| TASK OBJECTIVE |
Update the rows from their start through the line containing "73], [264, 71]]" by changing "green algae" to "moss", keeping everything else the same. Leave the pictures out of your answer.

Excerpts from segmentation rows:
____

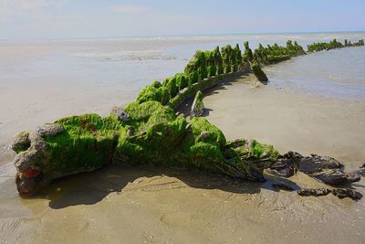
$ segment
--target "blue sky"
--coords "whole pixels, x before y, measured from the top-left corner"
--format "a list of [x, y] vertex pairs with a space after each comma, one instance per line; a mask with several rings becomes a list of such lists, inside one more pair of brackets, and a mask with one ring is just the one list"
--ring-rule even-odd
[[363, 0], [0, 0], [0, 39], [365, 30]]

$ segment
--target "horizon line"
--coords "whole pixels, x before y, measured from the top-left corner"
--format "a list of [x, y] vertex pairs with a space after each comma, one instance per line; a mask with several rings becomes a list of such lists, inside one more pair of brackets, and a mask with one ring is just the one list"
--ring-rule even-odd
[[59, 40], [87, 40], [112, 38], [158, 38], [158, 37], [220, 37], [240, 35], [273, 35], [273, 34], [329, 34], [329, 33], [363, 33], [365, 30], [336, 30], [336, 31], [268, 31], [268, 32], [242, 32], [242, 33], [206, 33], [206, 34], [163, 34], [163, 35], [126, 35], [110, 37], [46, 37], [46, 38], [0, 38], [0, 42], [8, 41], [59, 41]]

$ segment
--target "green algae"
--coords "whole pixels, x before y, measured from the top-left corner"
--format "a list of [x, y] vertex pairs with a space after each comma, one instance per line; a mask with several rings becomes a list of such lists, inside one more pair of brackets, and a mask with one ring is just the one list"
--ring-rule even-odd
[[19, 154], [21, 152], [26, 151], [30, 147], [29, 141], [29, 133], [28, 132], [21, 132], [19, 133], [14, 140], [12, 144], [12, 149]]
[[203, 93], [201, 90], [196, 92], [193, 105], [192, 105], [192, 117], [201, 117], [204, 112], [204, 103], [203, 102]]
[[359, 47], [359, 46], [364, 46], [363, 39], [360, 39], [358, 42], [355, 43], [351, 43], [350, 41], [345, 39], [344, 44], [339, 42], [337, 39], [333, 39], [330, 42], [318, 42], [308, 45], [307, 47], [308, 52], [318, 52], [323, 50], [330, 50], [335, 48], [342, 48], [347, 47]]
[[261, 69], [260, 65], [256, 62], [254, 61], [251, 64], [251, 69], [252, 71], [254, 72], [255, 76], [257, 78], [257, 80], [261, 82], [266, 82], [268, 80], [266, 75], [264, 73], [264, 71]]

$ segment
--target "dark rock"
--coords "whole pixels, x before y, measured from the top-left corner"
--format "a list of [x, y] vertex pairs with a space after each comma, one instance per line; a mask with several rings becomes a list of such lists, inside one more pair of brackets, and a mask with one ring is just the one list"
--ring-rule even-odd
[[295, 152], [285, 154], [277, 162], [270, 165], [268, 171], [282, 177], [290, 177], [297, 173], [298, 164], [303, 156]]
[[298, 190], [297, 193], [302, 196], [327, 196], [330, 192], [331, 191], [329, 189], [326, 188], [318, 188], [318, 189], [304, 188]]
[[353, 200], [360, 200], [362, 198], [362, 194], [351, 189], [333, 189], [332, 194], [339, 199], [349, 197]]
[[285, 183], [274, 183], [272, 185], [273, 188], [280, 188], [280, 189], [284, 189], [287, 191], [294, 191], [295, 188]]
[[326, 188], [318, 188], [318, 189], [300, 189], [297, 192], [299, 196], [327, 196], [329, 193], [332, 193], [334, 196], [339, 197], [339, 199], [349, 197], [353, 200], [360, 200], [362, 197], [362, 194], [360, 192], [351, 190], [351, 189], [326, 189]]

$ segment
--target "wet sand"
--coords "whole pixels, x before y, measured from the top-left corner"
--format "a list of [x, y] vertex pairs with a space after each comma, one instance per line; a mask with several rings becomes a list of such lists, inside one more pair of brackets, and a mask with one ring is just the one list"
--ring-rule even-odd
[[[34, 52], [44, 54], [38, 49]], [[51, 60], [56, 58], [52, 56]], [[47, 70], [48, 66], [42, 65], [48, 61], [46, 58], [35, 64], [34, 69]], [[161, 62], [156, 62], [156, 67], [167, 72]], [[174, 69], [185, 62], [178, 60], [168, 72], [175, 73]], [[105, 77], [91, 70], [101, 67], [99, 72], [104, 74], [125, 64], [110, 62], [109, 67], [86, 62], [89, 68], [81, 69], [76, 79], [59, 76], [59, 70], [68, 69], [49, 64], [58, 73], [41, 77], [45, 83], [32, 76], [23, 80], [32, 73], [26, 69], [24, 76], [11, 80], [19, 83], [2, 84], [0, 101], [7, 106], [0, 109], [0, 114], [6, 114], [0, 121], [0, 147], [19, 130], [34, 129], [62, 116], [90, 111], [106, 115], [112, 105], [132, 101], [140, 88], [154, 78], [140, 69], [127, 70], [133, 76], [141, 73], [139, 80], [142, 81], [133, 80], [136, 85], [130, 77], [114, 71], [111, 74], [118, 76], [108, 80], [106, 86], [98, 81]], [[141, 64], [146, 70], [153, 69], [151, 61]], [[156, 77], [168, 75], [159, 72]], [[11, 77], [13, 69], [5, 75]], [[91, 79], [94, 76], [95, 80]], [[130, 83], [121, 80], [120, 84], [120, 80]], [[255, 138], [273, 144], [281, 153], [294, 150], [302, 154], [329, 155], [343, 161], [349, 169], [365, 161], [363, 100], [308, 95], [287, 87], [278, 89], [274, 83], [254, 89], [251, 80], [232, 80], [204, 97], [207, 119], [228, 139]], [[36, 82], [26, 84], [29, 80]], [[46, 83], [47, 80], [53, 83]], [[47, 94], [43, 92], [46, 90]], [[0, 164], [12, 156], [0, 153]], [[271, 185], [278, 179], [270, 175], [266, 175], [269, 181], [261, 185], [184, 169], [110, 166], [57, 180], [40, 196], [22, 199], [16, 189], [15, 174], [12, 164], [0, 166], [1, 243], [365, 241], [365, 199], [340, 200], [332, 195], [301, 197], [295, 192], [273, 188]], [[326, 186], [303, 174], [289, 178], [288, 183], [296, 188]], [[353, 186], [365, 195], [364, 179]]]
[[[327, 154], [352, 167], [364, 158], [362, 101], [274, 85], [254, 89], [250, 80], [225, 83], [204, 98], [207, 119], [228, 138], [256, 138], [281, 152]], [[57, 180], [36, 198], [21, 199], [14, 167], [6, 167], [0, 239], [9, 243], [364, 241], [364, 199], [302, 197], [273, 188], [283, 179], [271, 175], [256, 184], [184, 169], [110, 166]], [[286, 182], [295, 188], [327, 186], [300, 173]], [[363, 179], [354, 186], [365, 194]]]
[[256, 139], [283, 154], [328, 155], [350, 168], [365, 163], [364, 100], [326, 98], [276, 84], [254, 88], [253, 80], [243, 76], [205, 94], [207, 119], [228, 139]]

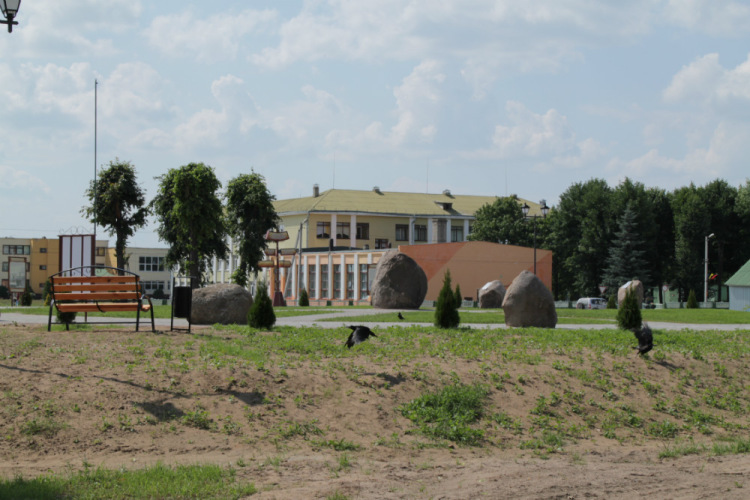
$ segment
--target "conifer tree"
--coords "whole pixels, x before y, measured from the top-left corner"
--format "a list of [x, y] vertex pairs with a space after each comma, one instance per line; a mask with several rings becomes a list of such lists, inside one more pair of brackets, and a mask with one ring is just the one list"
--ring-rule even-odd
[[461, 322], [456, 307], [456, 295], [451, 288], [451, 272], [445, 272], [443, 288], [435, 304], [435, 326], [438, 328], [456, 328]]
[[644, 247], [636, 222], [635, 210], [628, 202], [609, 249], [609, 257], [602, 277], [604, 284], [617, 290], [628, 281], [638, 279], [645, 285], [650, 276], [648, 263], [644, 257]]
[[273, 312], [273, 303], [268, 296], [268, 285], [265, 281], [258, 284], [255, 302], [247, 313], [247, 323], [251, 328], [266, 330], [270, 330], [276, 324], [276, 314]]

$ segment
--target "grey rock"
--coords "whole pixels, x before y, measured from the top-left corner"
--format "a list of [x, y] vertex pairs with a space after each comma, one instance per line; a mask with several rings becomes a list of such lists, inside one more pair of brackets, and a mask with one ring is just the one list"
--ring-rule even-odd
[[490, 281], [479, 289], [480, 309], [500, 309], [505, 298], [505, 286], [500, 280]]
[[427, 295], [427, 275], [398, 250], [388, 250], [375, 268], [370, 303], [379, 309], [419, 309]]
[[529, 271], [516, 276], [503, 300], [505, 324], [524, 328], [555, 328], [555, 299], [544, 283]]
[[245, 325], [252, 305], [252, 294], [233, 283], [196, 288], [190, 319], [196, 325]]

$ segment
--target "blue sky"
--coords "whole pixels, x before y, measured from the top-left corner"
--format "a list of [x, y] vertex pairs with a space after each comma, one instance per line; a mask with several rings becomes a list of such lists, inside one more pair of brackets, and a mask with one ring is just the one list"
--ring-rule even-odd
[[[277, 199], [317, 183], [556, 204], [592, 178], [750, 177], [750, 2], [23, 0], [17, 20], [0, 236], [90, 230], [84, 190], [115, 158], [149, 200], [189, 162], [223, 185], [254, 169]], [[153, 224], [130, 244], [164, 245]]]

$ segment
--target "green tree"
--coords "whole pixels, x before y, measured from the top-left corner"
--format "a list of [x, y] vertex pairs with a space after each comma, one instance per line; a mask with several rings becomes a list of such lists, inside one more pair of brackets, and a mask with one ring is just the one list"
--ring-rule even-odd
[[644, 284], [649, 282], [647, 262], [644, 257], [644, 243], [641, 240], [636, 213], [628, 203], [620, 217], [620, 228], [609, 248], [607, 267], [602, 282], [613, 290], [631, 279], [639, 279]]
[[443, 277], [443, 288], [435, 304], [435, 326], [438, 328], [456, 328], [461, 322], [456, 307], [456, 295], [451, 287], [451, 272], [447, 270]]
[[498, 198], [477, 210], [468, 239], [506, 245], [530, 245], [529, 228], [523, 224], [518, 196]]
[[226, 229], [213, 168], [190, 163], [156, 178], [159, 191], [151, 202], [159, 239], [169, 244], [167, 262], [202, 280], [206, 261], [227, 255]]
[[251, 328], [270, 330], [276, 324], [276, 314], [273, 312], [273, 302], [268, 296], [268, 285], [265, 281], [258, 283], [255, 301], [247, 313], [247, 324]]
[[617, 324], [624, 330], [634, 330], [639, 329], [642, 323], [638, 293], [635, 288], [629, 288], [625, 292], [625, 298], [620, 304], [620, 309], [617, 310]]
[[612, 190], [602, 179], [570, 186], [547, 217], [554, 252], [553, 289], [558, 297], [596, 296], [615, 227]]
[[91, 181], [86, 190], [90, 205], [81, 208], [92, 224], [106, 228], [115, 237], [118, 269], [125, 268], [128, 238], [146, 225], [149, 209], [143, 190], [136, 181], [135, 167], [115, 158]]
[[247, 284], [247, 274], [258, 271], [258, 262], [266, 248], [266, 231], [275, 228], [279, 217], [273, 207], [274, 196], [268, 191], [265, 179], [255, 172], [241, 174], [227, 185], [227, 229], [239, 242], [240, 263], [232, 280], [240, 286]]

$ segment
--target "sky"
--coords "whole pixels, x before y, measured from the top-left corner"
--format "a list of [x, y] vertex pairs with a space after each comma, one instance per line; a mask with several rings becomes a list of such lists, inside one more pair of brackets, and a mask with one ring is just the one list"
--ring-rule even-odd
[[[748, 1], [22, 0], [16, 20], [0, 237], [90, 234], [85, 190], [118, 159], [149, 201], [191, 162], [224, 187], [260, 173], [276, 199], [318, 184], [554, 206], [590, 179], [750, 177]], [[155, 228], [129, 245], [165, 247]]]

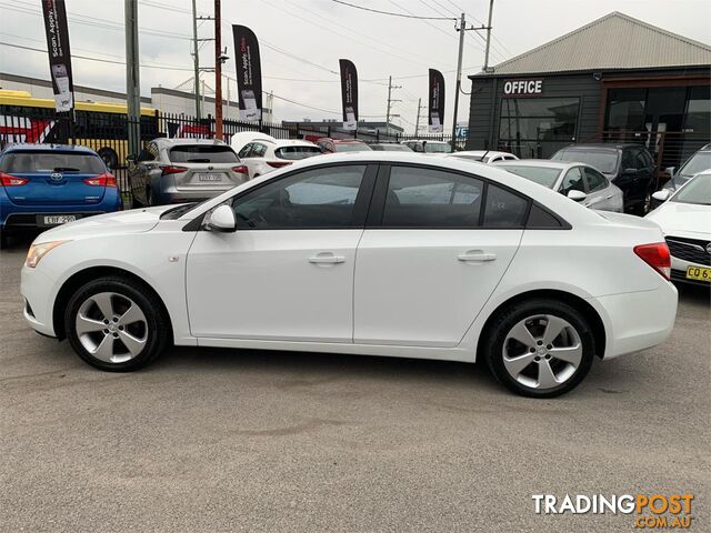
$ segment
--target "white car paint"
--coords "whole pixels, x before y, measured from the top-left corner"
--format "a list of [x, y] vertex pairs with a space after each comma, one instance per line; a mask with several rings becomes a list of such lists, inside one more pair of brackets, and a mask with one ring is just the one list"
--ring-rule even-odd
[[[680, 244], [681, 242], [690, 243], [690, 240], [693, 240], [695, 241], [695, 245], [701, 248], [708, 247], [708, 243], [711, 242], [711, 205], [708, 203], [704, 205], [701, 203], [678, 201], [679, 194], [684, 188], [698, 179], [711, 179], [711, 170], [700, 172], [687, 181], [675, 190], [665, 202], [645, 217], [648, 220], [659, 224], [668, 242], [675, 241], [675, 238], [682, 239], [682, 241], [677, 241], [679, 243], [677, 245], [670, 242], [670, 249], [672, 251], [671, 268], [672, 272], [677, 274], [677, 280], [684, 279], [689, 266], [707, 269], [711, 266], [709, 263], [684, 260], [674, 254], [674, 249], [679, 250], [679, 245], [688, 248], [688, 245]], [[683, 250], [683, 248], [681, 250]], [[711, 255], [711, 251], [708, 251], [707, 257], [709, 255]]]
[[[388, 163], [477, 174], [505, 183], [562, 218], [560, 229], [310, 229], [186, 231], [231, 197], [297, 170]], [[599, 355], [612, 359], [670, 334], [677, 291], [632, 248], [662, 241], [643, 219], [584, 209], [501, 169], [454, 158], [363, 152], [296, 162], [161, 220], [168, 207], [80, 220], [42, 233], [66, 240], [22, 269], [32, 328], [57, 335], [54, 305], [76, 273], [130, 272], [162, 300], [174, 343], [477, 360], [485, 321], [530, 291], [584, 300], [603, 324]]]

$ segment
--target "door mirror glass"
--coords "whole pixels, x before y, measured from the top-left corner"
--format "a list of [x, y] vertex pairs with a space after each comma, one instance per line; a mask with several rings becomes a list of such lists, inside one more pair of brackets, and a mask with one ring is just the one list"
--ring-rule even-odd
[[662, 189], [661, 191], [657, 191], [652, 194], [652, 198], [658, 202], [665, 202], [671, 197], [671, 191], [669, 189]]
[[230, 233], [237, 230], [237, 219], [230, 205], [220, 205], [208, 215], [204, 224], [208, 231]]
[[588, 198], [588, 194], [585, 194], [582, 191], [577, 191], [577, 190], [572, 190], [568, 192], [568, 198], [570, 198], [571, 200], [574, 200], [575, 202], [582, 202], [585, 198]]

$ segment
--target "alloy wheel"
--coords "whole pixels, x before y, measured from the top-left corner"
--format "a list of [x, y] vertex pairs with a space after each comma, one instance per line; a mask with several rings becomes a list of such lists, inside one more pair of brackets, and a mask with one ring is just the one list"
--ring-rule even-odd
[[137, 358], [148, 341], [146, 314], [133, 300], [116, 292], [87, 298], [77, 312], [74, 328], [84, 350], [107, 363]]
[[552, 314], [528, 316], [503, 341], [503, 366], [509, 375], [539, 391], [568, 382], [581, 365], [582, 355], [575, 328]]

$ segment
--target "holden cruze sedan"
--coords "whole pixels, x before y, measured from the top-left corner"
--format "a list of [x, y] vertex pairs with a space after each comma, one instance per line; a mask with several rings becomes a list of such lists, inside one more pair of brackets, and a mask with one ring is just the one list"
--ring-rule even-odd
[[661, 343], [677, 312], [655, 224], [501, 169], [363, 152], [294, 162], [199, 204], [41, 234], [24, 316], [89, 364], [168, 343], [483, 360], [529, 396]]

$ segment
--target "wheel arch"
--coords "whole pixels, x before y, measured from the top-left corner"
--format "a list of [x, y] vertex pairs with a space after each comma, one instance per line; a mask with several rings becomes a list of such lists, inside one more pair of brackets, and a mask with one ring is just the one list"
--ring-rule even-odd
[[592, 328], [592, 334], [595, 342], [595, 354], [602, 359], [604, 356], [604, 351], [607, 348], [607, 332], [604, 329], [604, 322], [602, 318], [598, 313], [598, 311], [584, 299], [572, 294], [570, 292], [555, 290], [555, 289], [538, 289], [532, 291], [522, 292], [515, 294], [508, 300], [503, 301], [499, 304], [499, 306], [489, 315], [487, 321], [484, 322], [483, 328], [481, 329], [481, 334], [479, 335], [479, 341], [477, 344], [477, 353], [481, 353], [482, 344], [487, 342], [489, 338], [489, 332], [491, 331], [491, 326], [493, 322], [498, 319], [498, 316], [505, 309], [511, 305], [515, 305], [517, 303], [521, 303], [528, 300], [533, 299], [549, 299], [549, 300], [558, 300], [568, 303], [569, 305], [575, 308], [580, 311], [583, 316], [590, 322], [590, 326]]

____

| WRITTEN RESPONSE |
$ segment
--target "blue sky"
--coords "whole pixels, x before y, measured from the top-left corner"
--format "a list of [x, y] vertex pairs with a space after each comma, one instance per line; a mask with several rings becomes a list of such lists, inside one more pair of brackets, and a mask with one ring is just the one list"
--ring-rule even-odd
[[363, 0], [0, 0], [0, 39], [365, 30]]

$ segment
--target "horizon line"
--coords "whole pixels, x before y, measured from the top-left corner"
--format "a list of [x, y] vertex pairs with a space after each comma, one instance per line; a mask with several rings becomes a list of such lists, inside one more pair of brackets, and a mask with one ring is just the one list"
--ring-rule even-odd
[[59, 40], [87, 40], [112, 38], [158, 38], [158, 37], [220, 37], [240, 35], [273, 35], [273, 34], [329, 34], [329, 33], [363, 33], [365, 30], [336, 30], [336, 31], [268, 31], [268, 32], [242, 32], [242, 33], [206, 33], [206, 34], [163, 34], [163, 35], [126, 35], [110, 37], [46, 37], [46, 38], [0, 38], [0, 42], [8, 41], [59, 41]]

$ segment
--target "moss"
--coords "whole pixels, x before y, measured from the top-left corner"
--format "a list of [x, y] vertex pairs with a space after each comma, one instance per line; a mask with several rings becomes a list of such lists, inside one more pair of brackets, and a mask with one ring is just the one list"
--ring-rule even-odd
[[19, 154], [21, 152], [26, 151], [30, 147], [29, 141], [29, 133], [28, 132], [21, 132], [19, 133], [14, 140], [12, 144], [12, 149]]
[[203, 93], [201, 90], [196, 92], [193, 105], [192, 105], [192, 117], [201, 117], [204, 112], [204, 103], [203, 102]]
[[359, 47], [359, 46], [364, 46], [363, 39], [360, 39], [358, 42], [355, 43], [351, 43], [350, 41], [345, 39], [344, 44], [339, 42], [337, 39], [333, 39], [330, 42], [318, 42], [308, 45], [307, 47], [308, 52], [318, 52], [323, 50], [330, 50], [335, 48], [342, 48], [347, 47]]
[[261, 69], [260, 65], [256, 62], [254, 61], [251, 64], [251, 69], [252, 71], [254, 72], [255, 76], [257, 78], [257, 80], [261, 82], [266, 82], [268, 80], [266, 75], [264, 73], [264, 71]]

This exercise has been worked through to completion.